— Exercise task —
Starting at the line that contains "Mark every instance of the faucet" and ending at the final line of the items, both included, reproduce those items in full with their requests, and offset every coordinate in the answers by 132.

:: Exercise inputs ::

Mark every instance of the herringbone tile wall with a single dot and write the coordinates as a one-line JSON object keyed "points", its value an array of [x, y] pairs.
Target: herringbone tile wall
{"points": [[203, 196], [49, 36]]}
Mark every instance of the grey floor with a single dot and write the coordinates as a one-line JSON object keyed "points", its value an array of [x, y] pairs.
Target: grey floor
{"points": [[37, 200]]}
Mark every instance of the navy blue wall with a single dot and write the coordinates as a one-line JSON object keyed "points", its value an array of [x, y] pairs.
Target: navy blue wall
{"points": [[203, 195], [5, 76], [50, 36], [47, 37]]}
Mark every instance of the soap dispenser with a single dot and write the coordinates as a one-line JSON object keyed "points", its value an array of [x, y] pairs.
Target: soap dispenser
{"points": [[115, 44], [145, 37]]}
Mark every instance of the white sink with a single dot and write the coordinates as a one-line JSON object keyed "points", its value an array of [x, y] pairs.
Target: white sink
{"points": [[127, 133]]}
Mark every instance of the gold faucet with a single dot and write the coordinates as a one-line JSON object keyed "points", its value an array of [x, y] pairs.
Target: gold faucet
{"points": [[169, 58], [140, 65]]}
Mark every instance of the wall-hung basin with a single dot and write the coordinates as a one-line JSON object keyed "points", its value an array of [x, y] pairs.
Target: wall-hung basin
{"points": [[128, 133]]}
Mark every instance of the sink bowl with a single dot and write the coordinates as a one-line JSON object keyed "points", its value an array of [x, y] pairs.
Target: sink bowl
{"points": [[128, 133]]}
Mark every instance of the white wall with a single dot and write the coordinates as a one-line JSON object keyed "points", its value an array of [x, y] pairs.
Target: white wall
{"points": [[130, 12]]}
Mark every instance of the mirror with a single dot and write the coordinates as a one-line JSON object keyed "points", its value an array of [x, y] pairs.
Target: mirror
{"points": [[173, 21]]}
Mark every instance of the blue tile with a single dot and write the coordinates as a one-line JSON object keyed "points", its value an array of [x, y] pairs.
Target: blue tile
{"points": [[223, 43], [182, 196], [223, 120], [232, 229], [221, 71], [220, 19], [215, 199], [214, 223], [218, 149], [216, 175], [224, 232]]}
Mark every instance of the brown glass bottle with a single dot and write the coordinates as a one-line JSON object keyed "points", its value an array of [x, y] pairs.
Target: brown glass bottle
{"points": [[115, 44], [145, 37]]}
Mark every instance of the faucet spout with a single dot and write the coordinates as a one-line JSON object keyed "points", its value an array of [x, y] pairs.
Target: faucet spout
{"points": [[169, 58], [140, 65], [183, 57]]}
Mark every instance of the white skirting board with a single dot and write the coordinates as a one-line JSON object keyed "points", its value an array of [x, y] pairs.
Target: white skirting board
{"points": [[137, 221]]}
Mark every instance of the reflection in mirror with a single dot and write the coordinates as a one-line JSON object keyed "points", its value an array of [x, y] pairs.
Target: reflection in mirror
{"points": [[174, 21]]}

:::

— The solution —
Mark every instance of the faucet spout with a single dot and write the coordinates as a one-line JSON object keyed "points", its value an array of [x, y] pairs.
Target: faucet spout
{"points": [[301, 190], [272, 197], [315, 189]]}
Mark every instance of the white skirting board with a single dot and write the coordinates as a one-line JSON object keyed "points", its value an array of [x, y] pairs.
Target: white skirting board
{"points": [[269, 353]]}
Mark every instance of the reflection in mirror with a single dot and write the coordinates as a one-line JSON object keyed "points", its value an array of [x, y] pairs.
Target: reflection in mirror
{"points": [[306, 153]]}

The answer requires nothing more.